## What you have to do
Rewrite the material below, swapping every "young tree" for "sapling" and leaving everything else unchanged. Omit the pictures from your answer.

(Labeled shape records)
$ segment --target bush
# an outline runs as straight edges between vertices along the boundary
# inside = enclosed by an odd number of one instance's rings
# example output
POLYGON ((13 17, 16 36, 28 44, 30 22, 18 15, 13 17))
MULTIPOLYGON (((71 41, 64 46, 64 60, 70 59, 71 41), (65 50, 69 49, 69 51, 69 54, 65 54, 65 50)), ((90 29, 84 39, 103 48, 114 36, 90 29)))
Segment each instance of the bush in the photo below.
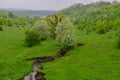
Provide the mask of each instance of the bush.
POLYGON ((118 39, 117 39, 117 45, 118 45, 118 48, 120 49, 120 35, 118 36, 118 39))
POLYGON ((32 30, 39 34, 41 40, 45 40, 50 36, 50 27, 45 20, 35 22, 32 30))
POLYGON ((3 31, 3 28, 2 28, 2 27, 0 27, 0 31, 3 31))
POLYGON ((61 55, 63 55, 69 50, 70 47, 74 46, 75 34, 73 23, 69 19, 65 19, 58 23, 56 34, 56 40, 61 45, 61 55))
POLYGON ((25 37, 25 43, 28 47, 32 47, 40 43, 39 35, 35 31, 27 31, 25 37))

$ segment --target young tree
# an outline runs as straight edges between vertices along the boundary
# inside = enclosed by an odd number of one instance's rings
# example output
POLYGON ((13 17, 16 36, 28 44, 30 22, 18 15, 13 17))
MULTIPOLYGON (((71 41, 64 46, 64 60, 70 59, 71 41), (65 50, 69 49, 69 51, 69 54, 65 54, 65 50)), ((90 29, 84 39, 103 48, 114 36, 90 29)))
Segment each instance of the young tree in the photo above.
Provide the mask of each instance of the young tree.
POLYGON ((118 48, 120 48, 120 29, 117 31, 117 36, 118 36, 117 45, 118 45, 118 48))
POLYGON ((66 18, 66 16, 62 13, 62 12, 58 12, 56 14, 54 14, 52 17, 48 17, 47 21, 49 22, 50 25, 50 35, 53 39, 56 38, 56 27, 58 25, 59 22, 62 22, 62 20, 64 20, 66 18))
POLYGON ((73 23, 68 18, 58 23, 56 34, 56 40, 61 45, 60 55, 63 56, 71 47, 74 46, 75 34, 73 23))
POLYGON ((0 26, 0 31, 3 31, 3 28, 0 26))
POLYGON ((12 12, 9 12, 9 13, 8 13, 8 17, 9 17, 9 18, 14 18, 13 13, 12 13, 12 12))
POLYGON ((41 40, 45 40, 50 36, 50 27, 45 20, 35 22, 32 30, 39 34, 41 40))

## Exercise solution
$ segment --target bush
# an outline runs as straight edges between vertices along the boundary
# inside = enclosed by an odd number of one instance's rings
# example output
POLYGON ((13 17, 16 36, 28 44, 30 22, 18 15, 13 17))
MULTIPOLYGON (((71 41, 64 46, 64 60, 70 59, 71 41), (65 50, 69 49, 69 51, 69 54, 65 54, 65 50)), ((90 29, 84 39, 103 48, 114 36, 90 29)))
Segment each instance of the bush in the photo below.
Provide the mask of each instance of the bush.
POLYGON ((118 39, 117 39, 117 45, 118 45, 118 48, 120 49, 120 35, 118 36, 118 39))
POLYGON ((32 30, 39 34, 41 40, 45 40, 50 36, 50 27, 45 20, 35 22, 32 30))
POLYGON ((3 31, 3 28, 2 28, 2 27, 0 27, 0 31, 3 31))
POLYGON ((61 55, 63 55, 69 50, 70 47, 74 46, 75 34, 73 23, 69 19, 65 19, 58 23, 56 34, 56 40, 61 45, 61 55))
POLYGON ((25 37, 25 43, 28 47, 32 47, 40 43, 39 35, 35 31, 27 31, 25 37))

$ segment --target sapling
# an outline runs as straight edges between vertices along the boundary
# inside = enclosed by an odd number of one instance's rings
# example output
POLYGON ((13 17, 16 36, 28 44, 30 22, 18 15, 13 17))
MULTIPOLYGON (((71 41, 64 46, 64 60, 70 59, 71 41), (65 50, 69 49, 69 51, 69 54, 65 54, 65 50)), ((90 29, 84 39, 103 48, 114 36, 90 29)))
Segment each instance of the sapling in the photo above.
Provide the mask of each instance of the sapling.
POLYGON ((118 48, 120 48, 120 29, 117 31, 117 36, 118 36, 117 45, 118 45, 118 48))
POLYGON ((66 18, 66 16, 62 13, 62 12, 58 12, 56 14, 54 14, 52 17, 48 17, 47 21, 49 22, 50 25, 50 35, 53 39, 56 38, 56 27, 58 25, 59 22, 62 22, 62 20, 64 20, 66 18))
POLYGON ((73 23, 68 18, 58 23, 56 34, 56 40, 61 45, 60 55, 63 56, 71 47, 74 46, 75 34, 73 23))
POLYGON ((0 26, 0 31, 3 31, 3 28, 0 26))
POLYGON ((12 12, 9 12, 9 13, 8 13, 8 17, 9 17, 9 18, 14 18, 13 13, 12 13, 12 12))
POLYGON ((41 40, 45 40, 50 36, 50 27, 45 20, 35 22, 32 30, 39 34, 41 40))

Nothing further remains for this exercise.